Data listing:
----------

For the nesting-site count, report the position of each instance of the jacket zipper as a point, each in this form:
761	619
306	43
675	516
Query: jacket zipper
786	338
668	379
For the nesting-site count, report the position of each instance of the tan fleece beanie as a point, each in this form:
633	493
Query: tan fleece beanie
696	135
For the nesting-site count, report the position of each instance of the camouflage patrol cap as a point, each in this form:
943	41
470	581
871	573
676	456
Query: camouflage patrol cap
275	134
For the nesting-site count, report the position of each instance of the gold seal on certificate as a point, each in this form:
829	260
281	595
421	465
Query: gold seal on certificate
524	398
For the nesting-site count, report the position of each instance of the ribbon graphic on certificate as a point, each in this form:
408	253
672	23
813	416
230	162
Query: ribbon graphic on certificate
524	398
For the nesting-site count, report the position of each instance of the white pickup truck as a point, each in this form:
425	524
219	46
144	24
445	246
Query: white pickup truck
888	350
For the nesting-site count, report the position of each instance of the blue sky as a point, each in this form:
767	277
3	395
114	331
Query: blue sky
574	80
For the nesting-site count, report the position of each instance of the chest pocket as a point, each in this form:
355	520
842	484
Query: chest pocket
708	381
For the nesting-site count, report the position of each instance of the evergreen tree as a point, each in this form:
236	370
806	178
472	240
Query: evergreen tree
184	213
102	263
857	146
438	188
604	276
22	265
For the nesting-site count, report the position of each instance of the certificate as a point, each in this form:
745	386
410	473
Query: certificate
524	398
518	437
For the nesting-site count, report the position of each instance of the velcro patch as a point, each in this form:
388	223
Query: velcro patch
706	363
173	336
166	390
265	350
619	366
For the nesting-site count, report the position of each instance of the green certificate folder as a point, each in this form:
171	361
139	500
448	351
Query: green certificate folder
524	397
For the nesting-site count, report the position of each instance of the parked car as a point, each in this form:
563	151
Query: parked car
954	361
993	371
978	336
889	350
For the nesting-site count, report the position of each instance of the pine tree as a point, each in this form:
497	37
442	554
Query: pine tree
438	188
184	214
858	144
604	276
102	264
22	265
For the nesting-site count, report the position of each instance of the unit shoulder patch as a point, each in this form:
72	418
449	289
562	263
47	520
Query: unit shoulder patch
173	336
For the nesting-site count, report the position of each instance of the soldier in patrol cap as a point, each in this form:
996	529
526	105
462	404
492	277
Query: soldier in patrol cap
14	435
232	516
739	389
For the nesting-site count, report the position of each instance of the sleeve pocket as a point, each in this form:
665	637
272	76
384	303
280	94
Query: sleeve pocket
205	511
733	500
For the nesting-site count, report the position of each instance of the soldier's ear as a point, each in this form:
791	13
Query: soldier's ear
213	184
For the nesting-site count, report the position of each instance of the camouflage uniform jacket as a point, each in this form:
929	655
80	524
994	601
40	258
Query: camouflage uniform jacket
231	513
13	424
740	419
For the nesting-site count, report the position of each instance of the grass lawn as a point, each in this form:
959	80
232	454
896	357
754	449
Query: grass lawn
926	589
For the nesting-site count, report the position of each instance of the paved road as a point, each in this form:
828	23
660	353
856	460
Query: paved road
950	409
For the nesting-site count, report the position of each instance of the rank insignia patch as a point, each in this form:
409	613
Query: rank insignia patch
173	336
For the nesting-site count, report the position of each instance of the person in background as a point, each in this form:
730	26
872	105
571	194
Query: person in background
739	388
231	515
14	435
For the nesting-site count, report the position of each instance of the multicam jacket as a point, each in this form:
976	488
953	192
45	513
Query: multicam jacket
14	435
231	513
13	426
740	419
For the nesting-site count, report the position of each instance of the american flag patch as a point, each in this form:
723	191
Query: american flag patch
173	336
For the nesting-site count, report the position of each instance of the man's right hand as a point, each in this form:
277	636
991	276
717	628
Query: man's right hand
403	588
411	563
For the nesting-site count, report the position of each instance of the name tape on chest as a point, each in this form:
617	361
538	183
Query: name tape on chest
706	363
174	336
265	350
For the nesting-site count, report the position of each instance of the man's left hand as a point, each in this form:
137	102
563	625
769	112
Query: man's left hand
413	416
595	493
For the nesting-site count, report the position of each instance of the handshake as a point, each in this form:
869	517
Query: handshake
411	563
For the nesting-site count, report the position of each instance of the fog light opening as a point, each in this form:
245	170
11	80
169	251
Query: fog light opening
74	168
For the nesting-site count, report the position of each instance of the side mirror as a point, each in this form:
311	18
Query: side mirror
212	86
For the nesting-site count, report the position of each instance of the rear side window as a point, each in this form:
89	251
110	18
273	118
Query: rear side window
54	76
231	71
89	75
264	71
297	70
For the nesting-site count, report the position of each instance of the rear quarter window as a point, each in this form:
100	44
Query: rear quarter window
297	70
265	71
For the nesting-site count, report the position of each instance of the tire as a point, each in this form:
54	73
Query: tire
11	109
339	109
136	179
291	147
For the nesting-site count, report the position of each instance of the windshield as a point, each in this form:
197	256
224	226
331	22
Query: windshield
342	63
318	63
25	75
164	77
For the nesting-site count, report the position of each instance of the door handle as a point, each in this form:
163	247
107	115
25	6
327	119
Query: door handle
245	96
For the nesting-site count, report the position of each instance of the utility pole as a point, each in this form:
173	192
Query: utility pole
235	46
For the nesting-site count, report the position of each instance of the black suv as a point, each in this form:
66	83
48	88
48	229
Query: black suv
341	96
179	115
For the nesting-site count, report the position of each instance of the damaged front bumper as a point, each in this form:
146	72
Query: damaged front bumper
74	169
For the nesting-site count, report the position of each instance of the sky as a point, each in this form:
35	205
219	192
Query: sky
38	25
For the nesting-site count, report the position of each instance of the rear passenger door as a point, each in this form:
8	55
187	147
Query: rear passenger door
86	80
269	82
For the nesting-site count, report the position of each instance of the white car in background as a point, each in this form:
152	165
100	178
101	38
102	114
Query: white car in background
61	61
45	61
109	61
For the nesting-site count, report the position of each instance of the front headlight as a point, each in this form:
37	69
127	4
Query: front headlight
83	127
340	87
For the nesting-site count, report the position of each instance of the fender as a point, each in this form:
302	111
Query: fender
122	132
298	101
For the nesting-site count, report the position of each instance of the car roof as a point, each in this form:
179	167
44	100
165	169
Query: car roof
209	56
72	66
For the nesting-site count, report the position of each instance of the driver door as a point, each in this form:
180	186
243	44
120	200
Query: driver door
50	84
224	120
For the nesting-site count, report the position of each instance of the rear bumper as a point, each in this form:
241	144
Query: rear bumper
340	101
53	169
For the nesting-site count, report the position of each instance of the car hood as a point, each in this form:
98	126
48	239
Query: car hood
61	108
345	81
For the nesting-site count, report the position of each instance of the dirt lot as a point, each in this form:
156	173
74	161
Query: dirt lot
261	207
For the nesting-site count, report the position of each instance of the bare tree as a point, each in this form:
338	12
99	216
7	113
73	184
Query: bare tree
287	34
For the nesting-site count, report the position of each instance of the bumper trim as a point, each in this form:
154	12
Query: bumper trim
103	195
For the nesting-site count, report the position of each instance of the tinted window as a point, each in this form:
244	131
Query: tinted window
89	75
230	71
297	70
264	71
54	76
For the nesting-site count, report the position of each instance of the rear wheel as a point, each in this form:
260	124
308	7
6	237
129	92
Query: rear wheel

----------

#### What you should do:
Recopy the whole listing exactly.

#### Complete output:
For the nesting-site count, report the position of each instance of the jacket zipper as a point, each in this form:
761	619
306	43
675	516
Query: jacket zipper
786	338
668	379
For the nesting-site count, report the position of each instance of the tan fleece beanie as a point, each in this form:
633	493
Query: tan fleece beanie
696	135
For the nesting-site count, report the position of each instance of the camouflage patrol cap as a point, each in this form:
943	41
470	581
871	573
676	456
Query: camouflage patrol cap
275	134
For the nesting-site count, report the position of each instance of the gold seal on certificate as a point, each in this form:
829	260
281	595
421	465
Query: gold seal on certificate
524	398
For the nesting-site count, report the position of each instance of the ribbon graphic on certificate as a point, each in this form:
408	253
672	23
813	416
230	162
Query: ribbon graphic on certificate
524	398
For the nesting-site count, report the position of each instance of the white pickup truck as a point, each in this form:
425	524
219	46
144	24
445	246
Query: white pickup truck
888	350
For the nesting-site count, report the position of each instance of the blue sky as a point, each in this form:
767	277
3	395
114	331
Query: blue sky
574	80
For the nesting-site count, report the position of each instance of the chest pocket as a point, each in this form:
355	520
842	484
Query: chest pocket
708	381
For the nesting-site count, report the position of each instance of the evergreen tree as a point, each in this form:
236	370
806	178
472	240
Query: evergreen tree
184	213
102	263
857	146
438	188
604	276
22	265
For the nesting-site count, report the position of each instance of the certificate as a point, each in this form:
745	386
410	473
Query: certificate
524	398
518	437
For the nesting-site count, report the position of each instance of the velcro patch as a point, each in this form:
388	223
Query: velcro patch
706	363
173	336
166	390
265	350
619	366
For the nesting-site count, report the position of each instance of the green certificate folder as a point, each in this form:
171	361
139	500
448	351
Query: green certificate folder
524	397
For the nesting-site count, report the position of each instance of the parked car as a point, each in this form:
563	151
Query: parked car
954	361
993	371
978	336
889	350
For the nesting-site count, report the position of each instance of the pine tree as a point, each in this form:
497	37
442	554
Query: pine tree
438	188
184	214
858	144
604	276
102	264
22	265
For the nesting-site count, report the position of each instance of the unit shoulder patch as a point, each in this form:
72	418
449	289
562	263
47	520
Query: unit shoulder patch
173	336
For the nesting-site count, report the position of each instance of the soldier in patrol cap as a point, each in this form:
996	529
526	105
462	404
492	277
Query: soldier in patrol cap
14	435
232	516
739	389
For the nesting-site count, report the position of each instance of the sleeve pocket as a point, each in this form:
665	637
272	76
384	303
280	94
Query: sleeve pocket
205	511
733	500
For the nesting-site count, report the position of each instance of the soldier's ear as a point, each in this form:
791	13
Query: soldier's ear
213	184
For the nesting-site count, report the position of each instance of the camouflage uniform jacket as a point, each in this form:
929	655
80	524
994	601
40	258
Query: camouflage uniform jacket
231	513
13	424
740	419
For the nesting-site count, report the position of each instance of the grass lawn as a point, each in this form:
959	80
232	454
896	357
754	449
Query: grass lawn
926	589
For the nesting-site count, report the position of each instance of the paved road as a point, each in this form:
828	23
660	353
856	460
Query: paved road
950	409
For the nesting-site count, report the position of each instance of the rank insignia patch as a point, each in this form:
409	613
Query: rank insignia patch
173	336
For the nesting-site count, report the position of each instance of the person in background as a point, each in this form:
730	26
872	105
571	194
Query: person in background
739	388
231	515
14	435
For the nesting-site count, report the position of each instance of the multicam jacket as a point, each in this form:
976	488
953	192
45	513
Query: multicam jacket
14	435
231	513
13	426
740	419
For the nesting-site count, report the position of each instance of the american flag patch as a point, each in this form:
723	191
Query: american flag patch
173	336
For the nesting-site count, report the position of each instance of the man's right hand as a point, each in this form:
277	636
991	276
717	628
Query: man's right hand
403	588
411	563
For the nesting-site count, report the position of each instance of the name tape on chest as a point, each in this form:
617	361
538	183
Query: name tape on chest
706	363
174	336
265	350
For the nesting-site count, report the position of each instance of the man's left hand as a point, each in this form:
137	102
563	625
769	112
Query: man's left hand
413	416
595	493
For the nesting-site count, report the position of each instance of the handshake as a point, each in this form:
869	517
Query: handshake
411	563
For the nesting-site count, report the position of each instance of the fog light opening as a point, each in this form:
245	170
11	80
169	251
Query: fog light opening
74	168
For the nesting-site count, report the position of each instance of the side mirror as a point, each in this form:
311	18
Query: side mirror
212	86
For the nesting-site count, report the position of each instance of the rear side window as a point, each in this form:
89	251
110	18
273	118
Query: rear side window
54	76
231	71
89	75
264	71
297	70
For the nesting-site count, report the position of each instance of the rear quarter window as a point, each in this form:
100	44
Query: rear quarter window
297	70
265	71
For the nesting-site count, report the position of each instance of the tire as a point, each in this form:
54	73
Query: tire
11	109
339	109
136	179
291	147
For the nesting-site count, report the position of each instance of the windshield as a point, each in this form:
197	256
224	226
331	22
Query: windshield
342	63
318	63
25	75
164	77
For the nesting-site count, report the position of each instance of the door handle as a point, each in this form:
163	247
107	115
25	6
327	119
Query: door handle
245	96
For the nesting-site count, report the position of each instance of the utility pole as a point, each in this form:
173	192
Query: utility pole
235	46
For the nesting-site count, report the position of each instance of the black suv as a point, each in this form:
66	83
48	88
48	229
Query: black suv
341	96
179	115
For the nesting-site count, report the position of each instance of the damaged front bumper as a point, each in this form:
146	72
Query: damaged front bumper
74	169
For the nesting-site count, report the position of each instance of the sky as a point, each in this form:
35	205
219	192
Query: sky
38	25
For the nesting-site count, report the position of each instance of the rear passenger door as a point, each in this form:
8	55
187	147
Query: rear passenger door
86	80
269	82
For the nesting-site count, report the position of each instance of the white car in background as a point, each in this form:
152	165
100	178
101	38
102	114
Query: white car in background
61	61
45	61
109	61
For the nesting-site count, report the position of each instance of the front headlight as a point, each in this form:
37	69
127	4
Query: front headlight
83	127
340	87
For the nesting-site count, report the position of each instance of the fender as a point, each in this form:
302	111
Query: fender
122	132
298	101
For the nesting-site count, report the position of each instance of the car roof as a point, each in this form:
179	167
44	100
165	169
Query: car roof
209	56
72	66
For the nesting-site count, report the position of each instance of the driver door as a point, each in this form:
180	186
243	44
120	200
Query: driver door
50	84
224	120
For the nesting-site count, report the position of each instance of the rear bumper as a point, each in this form:
241	144
Query: rear bumper
340	101
53	169
For the nesting-site count, report the position of each instance of the car hood as a point, each in this form:
98	126
48	239
Query: car hood
61	108
345	81
For the nesting-site count, report the position of each instance of the dirt lot as a point, each in this form:
156	173
74	161
Query: dirt lot
261	207
For the nesting-site count, report the position of each instance of the bare tree as a point, each in this form:
338	12
99	216
7	113
73	184
Query: bare tree
287	34
For the nesting-site count, report the position of each instance of the bumper trim as a point, each in this form:
154	12
Query: bumper trim
103	195
For the nesting-site count, report the position of each instance of the tinted window as a point, each in this form:
244	131
Query: tinted window
89	75
230	71
297	70
264	71
54	76
For the nesting-site count, report the position of each instance of the rear wheel as a point, each in this form:
260	124
308	7
6	237
129	92
Query: rear wheel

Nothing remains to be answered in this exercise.